## Página
####################
La solución de Azaña a este dilema entre la ética y la moralidad la encuentra en la metafísica rousseauniana de la convención, del contrato social: el acto de asociación entre individuos naturalmente libres, pero con libertad tan precaria como difusa, produce un ser moral y colectivo, la nación, el bien público, que se crea para mantener la fuerza y la libertad del individuo, de modo que se enajena a favor de la comunidad aquella parte de la libertad cuyo uso importa al bien común, determinado por la colectividad soberana. Y puesto que la vida, los bienes y la libertad se hallan protegidas por el Estado, al exponerlos en su defensa no haríamos otra cosa que devolver lo que hemos recibido de él. "Surge, pues, —dice Azaña— una entidad moral superior, la patria, que no es sino el Estado libre de que somos miembros y cuyas leyes aseguran nuestras libertades y nuestra felicidad". Y es sólo en nombre de esta patria de factura rousseauniana como puede exigirse a los ciudadanos el sacrificio por la nación. Este es para Azaña el verdadero sentido de la República como pacto político, como territorio del que surge la virtud cívica, la civilidad y la cultura.
####################
## Material proporcionado
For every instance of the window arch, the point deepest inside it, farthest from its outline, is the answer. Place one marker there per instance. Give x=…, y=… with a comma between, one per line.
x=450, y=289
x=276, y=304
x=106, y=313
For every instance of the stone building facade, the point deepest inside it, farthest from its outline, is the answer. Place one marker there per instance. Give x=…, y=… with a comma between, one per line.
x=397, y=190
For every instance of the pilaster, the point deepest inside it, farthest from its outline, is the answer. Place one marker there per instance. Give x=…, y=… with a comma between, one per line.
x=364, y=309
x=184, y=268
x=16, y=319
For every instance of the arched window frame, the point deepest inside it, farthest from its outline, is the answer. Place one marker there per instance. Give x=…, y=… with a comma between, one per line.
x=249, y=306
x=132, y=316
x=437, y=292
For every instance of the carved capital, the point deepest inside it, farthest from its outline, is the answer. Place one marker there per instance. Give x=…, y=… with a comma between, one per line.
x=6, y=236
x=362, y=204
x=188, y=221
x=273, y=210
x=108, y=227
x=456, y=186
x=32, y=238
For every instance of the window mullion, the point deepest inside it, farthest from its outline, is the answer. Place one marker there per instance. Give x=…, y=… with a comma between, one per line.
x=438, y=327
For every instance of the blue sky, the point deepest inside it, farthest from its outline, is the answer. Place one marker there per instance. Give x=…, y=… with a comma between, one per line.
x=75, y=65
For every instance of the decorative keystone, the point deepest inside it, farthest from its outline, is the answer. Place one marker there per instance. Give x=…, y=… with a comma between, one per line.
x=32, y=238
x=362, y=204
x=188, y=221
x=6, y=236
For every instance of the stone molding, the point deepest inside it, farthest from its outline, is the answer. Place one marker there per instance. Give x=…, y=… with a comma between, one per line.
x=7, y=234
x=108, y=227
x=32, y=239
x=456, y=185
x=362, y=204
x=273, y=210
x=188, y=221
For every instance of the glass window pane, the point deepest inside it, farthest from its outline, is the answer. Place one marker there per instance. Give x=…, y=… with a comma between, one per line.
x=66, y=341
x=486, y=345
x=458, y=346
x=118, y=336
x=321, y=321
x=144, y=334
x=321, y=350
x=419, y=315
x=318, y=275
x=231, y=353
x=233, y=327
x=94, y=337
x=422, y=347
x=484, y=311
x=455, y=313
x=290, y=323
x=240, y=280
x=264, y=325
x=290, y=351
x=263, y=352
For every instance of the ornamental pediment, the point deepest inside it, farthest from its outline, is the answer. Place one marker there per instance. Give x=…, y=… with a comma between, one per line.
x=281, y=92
####################
Prosigue el texto sobre Azaña y el contrato social rousseauniano justo después de su última oración.

Tal interpretación de la idea de nación política obliga a Azaña a elaborar una noción de patriotismo desvinculada de la relación monárquica, de la idea de clase o del sometimiento a cualquier otra fuerza que no sea la de la voluntad nacional expresada en la ley. A ello se dedica a fondo en la conferencia titulada "Los motivos de la germanofilia" pronunciada en el Ateneo de Madrid en mayo de 1917, que a mi modo de ver constituye un hito fundamental en la traza del pensamiento político azañista, donde el autor, además del análisis de la política española del momento respecto de la neutralidad gubernamental en la Primera Guerra Mundial, trasciende la estricta actualidad para enmarcar su análisis en unos principios generales que van a constituir el núcleo ideológico fuerte de su republicanismo liberal y que permearán lo fundamental de su discurso y práctica política posteriores. En ella amplía su noción de patria y de patriotismo como sentimiento o disposición del ánimo dirigidos hacia lo que Azaña concibe como

"un depósito de cosas morales, de ideas depuradas por el transcurso del tiempo, de virtudes heredadas... ese sentimiento patriótico, esa virtud cívica, es la que enciende en nosotros el deseo y nos presta la energía para sacrificarnos en pro de la patria, esto es, por el aumento y conservación de ese caudal de belleza, de bondad y libertad, en suma, de cultura, que es lo que nuestro país, como cada país, aporta en definitiva a la Historia como testimonio de su paso por el mundo y como ejecutoria de su nobleza"

El patriotismo es, por tanto, un conjunto de valores en última instancia culturales, que constituirían, en clave hegeliana, la aportación de nuestro país a la Historia universal. Pero la razón universal que subyace a la historia no es para Azaña la que ejemplifica el imperialismo alemán, ejemplo de conquista y dominio, similar a ojos del autor al imperialismo español iniciado por los Habsburgo y que es el que, según Azaña, los germanófilos españoles querrían implantar. La razón universal, si se nos permite utilizar esta terminología que no es de Azaña, es la anticipada por Rousseau, la encarnada ejemplarmente en el Estado republicano francés más que en el constitucionalismo liberal anglosajón: la racionalidad de los valores democráticos y humanitarios que sólo ha sido posible en toda su pureza en los tiempos modernos.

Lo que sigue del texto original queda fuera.